» Record excerpts
• • •

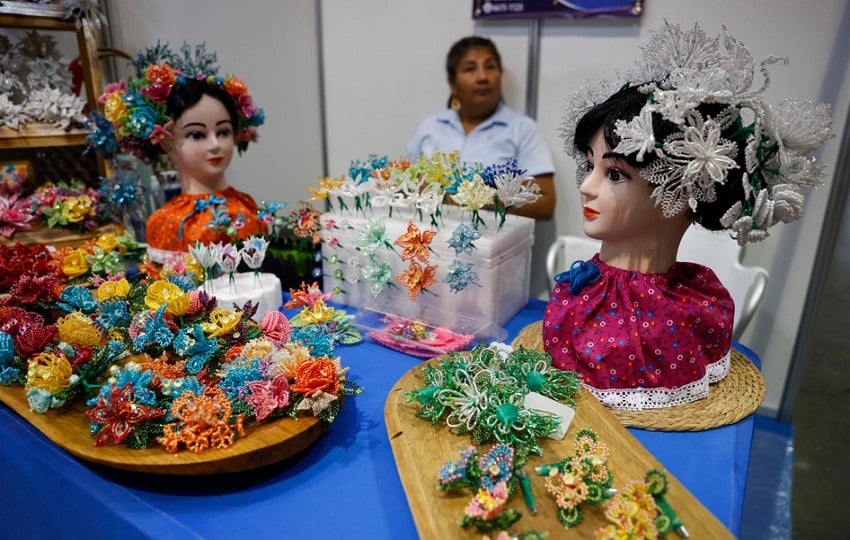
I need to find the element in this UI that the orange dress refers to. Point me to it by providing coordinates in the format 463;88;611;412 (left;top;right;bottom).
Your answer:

• • •

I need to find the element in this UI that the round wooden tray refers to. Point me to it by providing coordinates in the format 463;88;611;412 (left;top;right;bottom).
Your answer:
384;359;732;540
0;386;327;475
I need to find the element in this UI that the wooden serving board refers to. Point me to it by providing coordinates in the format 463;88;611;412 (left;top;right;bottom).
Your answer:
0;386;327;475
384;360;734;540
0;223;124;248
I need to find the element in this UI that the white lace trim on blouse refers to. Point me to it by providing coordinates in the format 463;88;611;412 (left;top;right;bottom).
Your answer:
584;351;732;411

• • •

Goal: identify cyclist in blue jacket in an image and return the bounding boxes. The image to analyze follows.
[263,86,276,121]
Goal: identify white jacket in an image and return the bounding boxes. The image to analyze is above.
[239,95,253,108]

• • •

Quote everything from the line containing "that the white" down to the line containing "584;351;732;411", with both of those lines included.

» The solution
I need to find the element in this UI that the white lace trim on blouse refers to. Point me to it by providing coordinates in the format 463;88;611;412 (left;top;right;bottom).
Your answer:
584;351;732;411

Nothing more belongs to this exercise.